▶ **The input**:
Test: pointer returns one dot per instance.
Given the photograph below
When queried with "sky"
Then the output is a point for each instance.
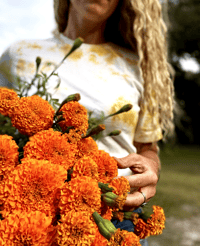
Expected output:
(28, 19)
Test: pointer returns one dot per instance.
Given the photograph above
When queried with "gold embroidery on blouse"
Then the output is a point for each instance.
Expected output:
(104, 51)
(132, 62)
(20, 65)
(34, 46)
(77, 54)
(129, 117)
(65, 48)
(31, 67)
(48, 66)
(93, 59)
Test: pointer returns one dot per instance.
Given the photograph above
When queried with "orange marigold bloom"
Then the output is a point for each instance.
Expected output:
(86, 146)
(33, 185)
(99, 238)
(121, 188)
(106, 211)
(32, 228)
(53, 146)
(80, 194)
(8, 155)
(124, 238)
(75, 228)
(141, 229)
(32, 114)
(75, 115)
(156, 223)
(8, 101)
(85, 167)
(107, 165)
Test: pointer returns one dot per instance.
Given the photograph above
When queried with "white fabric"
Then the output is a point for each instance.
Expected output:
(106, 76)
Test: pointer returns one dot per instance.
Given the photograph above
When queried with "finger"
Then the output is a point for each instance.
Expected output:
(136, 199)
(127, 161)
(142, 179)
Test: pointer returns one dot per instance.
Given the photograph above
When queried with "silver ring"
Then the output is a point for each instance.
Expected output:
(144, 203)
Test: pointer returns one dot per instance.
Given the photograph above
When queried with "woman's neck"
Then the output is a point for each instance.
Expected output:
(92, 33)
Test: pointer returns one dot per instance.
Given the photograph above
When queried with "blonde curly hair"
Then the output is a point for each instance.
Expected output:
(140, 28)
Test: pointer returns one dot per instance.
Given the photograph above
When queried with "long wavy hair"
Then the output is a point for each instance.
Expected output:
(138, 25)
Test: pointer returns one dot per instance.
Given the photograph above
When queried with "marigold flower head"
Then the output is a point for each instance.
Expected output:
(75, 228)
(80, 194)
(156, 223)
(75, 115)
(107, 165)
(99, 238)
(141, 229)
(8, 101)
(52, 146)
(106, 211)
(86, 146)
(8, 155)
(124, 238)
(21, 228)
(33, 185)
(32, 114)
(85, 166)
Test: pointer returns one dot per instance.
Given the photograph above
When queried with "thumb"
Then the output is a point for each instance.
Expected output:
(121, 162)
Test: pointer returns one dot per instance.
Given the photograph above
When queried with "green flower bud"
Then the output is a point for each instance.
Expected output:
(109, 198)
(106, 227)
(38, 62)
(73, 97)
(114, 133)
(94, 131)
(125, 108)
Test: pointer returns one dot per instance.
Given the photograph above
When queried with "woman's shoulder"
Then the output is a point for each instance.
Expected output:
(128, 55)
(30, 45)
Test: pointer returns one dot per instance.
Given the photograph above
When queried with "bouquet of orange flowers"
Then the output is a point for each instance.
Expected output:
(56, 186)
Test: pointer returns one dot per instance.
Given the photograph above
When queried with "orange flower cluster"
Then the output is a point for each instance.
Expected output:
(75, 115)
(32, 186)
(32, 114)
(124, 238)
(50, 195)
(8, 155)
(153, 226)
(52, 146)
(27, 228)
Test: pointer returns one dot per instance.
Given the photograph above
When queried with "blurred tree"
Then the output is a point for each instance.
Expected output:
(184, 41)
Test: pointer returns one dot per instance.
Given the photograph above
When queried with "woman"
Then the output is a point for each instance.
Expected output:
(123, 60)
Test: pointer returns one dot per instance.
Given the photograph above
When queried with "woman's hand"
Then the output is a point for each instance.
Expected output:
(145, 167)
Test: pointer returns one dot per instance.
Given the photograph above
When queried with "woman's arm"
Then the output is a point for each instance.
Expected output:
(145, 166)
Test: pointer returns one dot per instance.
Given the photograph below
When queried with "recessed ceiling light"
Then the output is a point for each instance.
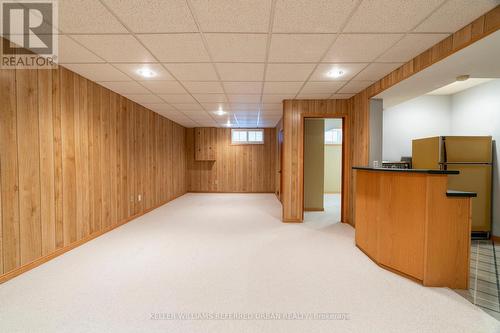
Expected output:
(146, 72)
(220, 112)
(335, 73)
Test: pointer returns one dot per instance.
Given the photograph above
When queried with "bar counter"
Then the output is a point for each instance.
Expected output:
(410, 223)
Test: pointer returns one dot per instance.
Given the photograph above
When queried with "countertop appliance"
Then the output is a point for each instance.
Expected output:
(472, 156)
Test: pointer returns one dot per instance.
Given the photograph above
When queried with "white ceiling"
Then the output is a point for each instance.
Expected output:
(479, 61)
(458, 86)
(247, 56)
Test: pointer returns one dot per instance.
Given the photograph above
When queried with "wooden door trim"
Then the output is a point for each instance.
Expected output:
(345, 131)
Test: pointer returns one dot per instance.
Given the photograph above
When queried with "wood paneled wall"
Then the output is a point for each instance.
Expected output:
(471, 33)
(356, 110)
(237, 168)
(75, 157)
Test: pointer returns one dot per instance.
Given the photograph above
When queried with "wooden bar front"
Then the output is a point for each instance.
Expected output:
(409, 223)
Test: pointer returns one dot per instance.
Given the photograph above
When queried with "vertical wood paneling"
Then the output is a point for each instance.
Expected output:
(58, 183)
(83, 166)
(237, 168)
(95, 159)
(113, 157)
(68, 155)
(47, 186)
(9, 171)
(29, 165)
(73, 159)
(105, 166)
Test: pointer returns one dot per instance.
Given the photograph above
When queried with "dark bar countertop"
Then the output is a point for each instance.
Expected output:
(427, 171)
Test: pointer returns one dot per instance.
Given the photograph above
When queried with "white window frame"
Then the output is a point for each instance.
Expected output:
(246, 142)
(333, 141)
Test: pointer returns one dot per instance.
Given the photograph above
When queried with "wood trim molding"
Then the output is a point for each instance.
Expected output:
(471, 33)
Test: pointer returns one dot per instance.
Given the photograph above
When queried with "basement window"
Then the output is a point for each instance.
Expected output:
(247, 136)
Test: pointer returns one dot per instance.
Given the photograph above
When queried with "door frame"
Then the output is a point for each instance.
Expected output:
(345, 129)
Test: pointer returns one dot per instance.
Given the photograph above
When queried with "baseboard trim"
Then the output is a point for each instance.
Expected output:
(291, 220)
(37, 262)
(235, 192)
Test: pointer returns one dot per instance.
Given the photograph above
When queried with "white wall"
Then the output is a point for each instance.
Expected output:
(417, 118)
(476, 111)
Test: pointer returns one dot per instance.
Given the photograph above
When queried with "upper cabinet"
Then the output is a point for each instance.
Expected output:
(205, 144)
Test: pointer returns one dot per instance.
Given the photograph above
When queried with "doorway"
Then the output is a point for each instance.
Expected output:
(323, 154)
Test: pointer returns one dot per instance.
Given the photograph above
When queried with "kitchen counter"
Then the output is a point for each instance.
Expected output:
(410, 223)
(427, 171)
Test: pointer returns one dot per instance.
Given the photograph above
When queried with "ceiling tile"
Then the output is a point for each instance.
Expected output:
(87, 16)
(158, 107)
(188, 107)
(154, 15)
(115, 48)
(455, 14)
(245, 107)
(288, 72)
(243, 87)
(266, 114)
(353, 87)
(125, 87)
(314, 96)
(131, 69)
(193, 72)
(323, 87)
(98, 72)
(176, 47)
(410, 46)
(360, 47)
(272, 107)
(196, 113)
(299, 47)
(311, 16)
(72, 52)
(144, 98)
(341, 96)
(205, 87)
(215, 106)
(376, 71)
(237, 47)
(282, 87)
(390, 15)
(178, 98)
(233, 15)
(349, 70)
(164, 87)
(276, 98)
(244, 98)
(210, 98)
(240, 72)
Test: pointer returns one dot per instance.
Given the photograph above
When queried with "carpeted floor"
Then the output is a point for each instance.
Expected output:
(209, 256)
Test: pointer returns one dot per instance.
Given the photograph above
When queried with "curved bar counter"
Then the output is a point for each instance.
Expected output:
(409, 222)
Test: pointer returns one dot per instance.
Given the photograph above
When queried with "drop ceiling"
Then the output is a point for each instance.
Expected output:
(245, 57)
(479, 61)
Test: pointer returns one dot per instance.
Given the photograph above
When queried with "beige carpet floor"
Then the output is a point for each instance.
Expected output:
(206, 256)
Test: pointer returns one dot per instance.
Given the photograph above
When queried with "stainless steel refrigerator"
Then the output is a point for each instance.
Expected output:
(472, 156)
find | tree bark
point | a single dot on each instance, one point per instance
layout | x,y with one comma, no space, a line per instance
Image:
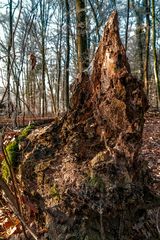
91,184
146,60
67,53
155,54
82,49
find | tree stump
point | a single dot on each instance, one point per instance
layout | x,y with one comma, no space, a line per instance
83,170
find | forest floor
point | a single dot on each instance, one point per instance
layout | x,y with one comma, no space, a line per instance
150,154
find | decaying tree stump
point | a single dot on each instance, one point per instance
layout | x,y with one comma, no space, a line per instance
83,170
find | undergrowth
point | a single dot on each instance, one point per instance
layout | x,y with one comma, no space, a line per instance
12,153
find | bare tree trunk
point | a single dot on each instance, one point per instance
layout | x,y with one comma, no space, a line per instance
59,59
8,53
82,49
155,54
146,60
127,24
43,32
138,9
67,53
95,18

▶ **Objective**: Only the lines from the one that contains "find | tree stump" through the last line should be repeated, each exactly as it stands, with both ends included.

▶ **Solution for this problem**:
find | tree stump
point | a single dot on each instance, one point per instance
layout | x,y with one comma, no space, a line per instance
83,170
find | forest floor
point | a single dot on each instance, one point per instance
layout | x,y with one comma, no space, a line per instance
150,154
find | decaying tree stump
point | a single dot on each instance, one point per instance
layout | x,y with one comma, no space, a line per instance
83,170
find | undergrowth
point | a single dot on each instance, one point per instance
layout | x,y with one comma, no space, a line per instance
12,153
find | bare tree trunk
point | a single dot on each instance, one point per instance
layout | x,y with one comma, no space, a line per instance
59,59
8,53
82,49
155,54
146,60
127,24
43,32
138,9
67,53
95,18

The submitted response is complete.